|Posted by nationalforestlawblog on September 21, 2010 at 10:42 PM|
Here's an opinion piece from the Gazette. Great stuff here.
OUR VIEW: Radicals try to stop aircrafts that fight fires
What’s more dangerous? Forest fires or lawsuits by radical environmental groups?
Ponder the Hayman fire, which destroyed 133 homes. Or think about this month’s Fourmile Canyon fire, which destroyed 139 homes. Or think about the fire burning near Loveland. Imagine fire, moving toward a couple’s home and the homes of their neighbors.
Visualize the couple huddled with their kids and the family dog, thankful they left the forest in time. They hope everyone else found their way to safety before fire began gobbling up homes.
The family prays for the men and women fighting the fire. They ponder life without the irreplaceable photos and heirlooms that occupy their home. They fear for friends and neighbors who remain unaccounted for.
They look to the sky, hoping for the comfort of aircraft that drop red retardant — missions flown by brave men and women who have long been considered essential special forces in our wars against wildfires. Maybe the right drop will save their home.
But the sky is empty, devoid of the aircraft that fly into smoke. The planes are grounded because environmentalists feared fire retardant might kill fish, or harm endangered plants. They filed a lawsuit to stop the aerial missions. One of the litigants spoke about a conspiracy called the “fire industrial complex,” in which government spends millions to enrich private contractors who dump retardant.
If this lawsuit and the odd conspiracy theory sound far-fetched, they are not. It is all in the works. An environmental group known as the Forest Service Employees for Environmental Ethics filed suit to stop the aerial drops twice since 2003, and in July a judge gave them a favorable ruling instead of laughing them out of court.
“There is developed a fire industrial complex between the government and these contractors that keeps the money flowing,” said Andy Stahl, one of the plaintiffs.
Profit is compassionate and good. It’s what pays for everything, including nonprofit charity and government aid. Yet elements of our culture have demonized financial success so thoroughly that a profit motive can be used as justification to stop aerial fire suppression.

-------------------------

▶ PROBLEM REQUIREMENTS: Continue the editorial on lawsuits against aerial fire retardant drops from the point where it stops. The rows have no role in this exercise.

(Collected data)
-------------------------

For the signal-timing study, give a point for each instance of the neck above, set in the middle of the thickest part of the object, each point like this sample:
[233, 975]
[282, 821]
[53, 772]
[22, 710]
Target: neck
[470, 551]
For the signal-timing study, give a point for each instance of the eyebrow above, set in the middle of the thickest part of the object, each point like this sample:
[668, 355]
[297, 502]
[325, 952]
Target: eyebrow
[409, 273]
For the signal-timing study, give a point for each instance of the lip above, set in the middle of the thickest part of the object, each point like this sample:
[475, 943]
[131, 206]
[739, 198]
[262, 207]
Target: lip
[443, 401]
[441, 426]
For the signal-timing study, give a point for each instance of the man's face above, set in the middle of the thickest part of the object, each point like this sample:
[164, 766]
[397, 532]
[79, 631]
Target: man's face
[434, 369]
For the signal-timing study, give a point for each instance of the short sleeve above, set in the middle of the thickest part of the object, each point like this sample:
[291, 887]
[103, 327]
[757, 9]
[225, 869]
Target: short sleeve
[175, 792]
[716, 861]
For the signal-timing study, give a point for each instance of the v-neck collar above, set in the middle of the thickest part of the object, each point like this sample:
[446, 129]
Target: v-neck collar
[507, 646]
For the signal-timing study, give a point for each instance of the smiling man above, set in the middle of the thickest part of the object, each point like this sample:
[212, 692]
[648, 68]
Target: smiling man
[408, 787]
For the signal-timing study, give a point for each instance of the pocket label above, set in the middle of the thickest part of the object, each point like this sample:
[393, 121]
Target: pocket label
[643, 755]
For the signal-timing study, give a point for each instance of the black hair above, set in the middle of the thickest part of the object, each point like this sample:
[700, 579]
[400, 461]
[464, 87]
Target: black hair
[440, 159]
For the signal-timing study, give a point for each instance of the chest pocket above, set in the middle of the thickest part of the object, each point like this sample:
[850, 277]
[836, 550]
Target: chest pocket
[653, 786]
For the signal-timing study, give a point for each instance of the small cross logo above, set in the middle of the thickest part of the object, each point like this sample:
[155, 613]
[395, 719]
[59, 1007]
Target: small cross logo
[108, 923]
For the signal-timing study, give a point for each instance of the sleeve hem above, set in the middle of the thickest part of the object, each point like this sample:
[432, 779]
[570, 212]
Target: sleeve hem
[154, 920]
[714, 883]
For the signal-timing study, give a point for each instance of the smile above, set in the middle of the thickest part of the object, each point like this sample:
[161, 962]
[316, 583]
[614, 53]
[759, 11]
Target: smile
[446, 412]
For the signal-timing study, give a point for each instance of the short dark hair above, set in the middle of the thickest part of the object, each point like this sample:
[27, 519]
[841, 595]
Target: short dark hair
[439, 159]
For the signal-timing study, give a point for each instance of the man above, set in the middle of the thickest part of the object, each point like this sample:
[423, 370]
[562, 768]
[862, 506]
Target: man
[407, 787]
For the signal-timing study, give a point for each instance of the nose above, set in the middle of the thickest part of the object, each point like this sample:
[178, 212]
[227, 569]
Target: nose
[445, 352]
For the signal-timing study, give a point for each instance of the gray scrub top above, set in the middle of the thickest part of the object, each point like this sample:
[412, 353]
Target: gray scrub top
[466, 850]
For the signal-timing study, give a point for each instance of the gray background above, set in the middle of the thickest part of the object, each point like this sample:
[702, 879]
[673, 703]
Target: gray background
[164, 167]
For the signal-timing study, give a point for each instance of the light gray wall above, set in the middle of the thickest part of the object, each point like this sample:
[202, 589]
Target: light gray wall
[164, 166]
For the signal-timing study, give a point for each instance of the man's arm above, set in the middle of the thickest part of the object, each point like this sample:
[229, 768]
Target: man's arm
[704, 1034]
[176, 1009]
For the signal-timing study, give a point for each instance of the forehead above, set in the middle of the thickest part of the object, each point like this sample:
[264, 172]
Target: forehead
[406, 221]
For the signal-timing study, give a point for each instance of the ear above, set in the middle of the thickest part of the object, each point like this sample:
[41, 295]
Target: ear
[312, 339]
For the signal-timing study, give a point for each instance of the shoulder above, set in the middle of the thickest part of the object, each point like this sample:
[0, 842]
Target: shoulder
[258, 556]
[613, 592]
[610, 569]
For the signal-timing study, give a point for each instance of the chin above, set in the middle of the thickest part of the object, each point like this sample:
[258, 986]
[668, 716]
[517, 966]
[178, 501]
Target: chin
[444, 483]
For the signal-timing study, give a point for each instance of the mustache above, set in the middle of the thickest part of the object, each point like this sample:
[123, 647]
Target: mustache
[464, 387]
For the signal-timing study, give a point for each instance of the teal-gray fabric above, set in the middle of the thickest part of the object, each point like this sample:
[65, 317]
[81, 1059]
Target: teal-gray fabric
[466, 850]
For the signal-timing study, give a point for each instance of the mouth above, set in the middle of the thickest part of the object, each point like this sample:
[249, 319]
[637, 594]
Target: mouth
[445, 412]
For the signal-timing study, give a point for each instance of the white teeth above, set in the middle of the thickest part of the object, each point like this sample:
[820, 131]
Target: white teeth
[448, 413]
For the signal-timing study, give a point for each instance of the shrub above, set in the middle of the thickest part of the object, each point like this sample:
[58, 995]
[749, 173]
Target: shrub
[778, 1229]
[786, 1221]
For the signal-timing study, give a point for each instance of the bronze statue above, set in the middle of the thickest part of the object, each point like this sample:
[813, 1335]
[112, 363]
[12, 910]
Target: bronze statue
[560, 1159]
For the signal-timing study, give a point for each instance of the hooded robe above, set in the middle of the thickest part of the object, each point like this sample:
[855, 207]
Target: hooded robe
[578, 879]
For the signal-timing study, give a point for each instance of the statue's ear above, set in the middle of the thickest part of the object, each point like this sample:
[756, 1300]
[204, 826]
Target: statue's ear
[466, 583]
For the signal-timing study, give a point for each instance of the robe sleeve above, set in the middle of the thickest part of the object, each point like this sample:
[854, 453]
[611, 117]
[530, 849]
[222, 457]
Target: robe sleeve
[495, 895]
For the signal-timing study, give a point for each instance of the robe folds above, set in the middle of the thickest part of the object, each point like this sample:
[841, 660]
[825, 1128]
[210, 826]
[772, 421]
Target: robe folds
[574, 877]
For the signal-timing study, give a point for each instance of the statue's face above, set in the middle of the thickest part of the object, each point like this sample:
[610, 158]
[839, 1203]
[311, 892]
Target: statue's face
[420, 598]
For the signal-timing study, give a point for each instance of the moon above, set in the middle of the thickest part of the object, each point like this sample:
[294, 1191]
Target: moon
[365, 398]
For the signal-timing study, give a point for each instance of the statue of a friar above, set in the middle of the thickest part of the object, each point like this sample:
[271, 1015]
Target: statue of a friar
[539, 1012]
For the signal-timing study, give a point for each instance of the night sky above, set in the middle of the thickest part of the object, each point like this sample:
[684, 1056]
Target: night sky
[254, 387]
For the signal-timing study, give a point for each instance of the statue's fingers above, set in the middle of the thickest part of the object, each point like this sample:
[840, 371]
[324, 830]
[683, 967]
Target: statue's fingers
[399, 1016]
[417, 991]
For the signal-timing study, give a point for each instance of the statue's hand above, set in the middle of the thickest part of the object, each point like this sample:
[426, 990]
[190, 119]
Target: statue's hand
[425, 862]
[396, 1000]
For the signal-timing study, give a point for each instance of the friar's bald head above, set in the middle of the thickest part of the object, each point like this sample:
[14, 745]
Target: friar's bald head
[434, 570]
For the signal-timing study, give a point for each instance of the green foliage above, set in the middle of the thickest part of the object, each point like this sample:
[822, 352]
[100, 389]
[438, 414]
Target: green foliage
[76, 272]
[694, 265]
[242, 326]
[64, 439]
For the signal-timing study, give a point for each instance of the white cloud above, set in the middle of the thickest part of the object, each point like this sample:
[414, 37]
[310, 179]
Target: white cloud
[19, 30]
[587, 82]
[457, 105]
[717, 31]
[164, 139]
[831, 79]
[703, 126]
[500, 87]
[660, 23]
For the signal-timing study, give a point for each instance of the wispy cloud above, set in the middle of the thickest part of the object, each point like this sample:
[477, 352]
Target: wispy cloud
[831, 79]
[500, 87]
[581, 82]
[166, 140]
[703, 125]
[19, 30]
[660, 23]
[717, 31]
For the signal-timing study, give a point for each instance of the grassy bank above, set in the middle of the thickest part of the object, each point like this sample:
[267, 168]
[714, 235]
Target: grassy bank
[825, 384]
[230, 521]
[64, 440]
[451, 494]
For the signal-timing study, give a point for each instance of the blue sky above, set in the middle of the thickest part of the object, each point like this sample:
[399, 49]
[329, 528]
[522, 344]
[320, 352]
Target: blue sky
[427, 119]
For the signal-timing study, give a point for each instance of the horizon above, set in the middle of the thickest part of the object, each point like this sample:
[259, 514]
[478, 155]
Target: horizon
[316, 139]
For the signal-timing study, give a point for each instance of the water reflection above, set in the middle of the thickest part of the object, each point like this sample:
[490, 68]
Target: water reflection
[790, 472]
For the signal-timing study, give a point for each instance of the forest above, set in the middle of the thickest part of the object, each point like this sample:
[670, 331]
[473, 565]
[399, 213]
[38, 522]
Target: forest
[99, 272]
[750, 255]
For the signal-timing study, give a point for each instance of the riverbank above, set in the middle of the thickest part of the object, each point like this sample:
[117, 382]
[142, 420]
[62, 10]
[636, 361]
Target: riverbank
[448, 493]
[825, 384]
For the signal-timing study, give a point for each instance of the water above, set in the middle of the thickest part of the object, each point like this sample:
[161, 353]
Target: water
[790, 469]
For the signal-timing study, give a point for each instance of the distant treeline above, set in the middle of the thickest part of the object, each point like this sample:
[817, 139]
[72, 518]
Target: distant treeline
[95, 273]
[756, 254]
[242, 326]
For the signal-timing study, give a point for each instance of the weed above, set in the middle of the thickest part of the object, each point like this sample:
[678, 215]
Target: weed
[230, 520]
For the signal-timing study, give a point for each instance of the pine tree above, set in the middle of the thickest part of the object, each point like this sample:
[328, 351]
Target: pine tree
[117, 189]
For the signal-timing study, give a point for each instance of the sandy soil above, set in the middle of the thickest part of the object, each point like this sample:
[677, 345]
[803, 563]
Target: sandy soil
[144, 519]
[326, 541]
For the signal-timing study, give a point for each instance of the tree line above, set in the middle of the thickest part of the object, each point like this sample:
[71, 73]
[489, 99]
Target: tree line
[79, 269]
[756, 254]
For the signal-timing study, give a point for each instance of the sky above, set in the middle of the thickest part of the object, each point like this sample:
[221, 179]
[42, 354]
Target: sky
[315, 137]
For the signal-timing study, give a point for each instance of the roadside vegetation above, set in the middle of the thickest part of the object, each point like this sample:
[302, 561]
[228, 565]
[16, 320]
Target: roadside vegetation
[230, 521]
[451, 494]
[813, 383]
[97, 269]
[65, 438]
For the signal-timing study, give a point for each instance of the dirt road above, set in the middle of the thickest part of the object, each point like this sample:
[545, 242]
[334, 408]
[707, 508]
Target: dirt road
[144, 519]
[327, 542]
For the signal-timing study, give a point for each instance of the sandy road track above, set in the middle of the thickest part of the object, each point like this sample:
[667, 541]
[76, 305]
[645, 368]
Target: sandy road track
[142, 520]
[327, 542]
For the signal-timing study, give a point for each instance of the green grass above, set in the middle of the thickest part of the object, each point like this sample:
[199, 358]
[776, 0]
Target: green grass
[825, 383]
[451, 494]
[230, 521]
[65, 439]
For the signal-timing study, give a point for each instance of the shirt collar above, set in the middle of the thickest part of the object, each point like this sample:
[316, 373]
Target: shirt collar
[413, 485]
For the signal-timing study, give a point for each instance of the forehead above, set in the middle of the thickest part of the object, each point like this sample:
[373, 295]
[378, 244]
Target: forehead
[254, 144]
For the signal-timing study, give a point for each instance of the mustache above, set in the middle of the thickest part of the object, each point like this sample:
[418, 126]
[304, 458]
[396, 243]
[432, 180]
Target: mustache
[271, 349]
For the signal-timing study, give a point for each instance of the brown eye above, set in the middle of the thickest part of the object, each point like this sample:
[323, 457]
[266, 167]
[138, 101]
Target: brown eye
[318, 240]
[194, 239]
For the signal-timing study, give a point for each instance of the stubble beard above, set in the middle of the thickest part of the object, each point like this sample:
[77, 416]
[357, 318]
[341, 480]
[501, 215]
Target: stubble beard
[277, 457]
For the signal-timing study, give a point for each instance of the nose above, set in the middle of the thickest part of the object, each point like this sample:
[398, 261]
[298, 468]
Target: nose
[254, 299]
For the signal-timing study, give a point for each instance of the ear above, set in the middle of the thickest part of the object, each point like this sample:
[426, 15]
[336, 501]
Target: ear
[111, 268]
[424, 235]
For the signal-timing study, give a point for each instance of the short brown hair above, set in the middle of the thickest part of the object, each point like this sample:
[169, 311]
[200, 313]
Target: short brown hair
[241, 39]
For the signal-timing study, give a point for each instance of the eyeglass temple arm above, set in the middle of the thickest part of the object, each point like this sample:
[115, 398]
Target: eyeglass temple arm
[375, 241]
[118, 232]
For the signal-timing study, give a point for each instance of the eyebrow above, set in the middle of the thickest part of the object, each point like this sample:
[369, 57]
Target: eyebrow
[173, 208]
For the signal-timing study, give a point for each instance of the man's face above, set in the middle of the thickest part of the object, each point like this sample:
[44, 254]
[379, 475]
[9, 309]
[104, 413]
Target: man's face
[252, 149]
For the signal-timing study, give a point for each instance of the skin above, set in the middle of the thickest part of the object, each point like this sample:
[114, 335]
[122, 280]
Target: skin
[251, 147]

-------------------------

▶ EXERCISE RESULT:
U.S. District Judge Donald W. Molloy, in Missoula, Mont., ruled in July that the U.S. Forest Service has violated the Endangered Species Act by not limiting drops of fire retardants. Aerial retardant is a combination of water, fertilizer (to deprive fires of oxygen) and dye that helps firefighters see where the repellent lands.
Molloy’s ruling came despite his own admission that only 14 of 128,000 aerial drops have killed protected fish or plants in the past eight years. Get that? Aerial fire assaults could end because .01 percent of missions have harmed small numbers of plants and fish.
To Molloy’s credit, he did not order an immediate cease and desist. Those who who've had their homes spared from the ravages of two major Front Range fires this month should be thankful for that.
But the fix may be in. Molloy issued what the Associated Press called a “sternly written order” that says the Forest Service has until the end of 2011 to complete a rigorous environmental impact statement that could result in the elimination of aerial assaults with retardant.
It is sad that .01 percent of aerial fire fighting missions have harmed fish or plants. If a less harmful retardant becomes viable, it should be used.
In the meantime, the judiciary shouldn’t even consider a ban on fire retardants. Society harms far more aquatic wildlife with contraceptives, erection pills, antidepressants and other pharmaceuticals our sewage treatment facilities dump into rivers and streams. It should be unthinkable that people die, and houses burn, to avoid the slight possibility of harming plants and fish while fighting fires.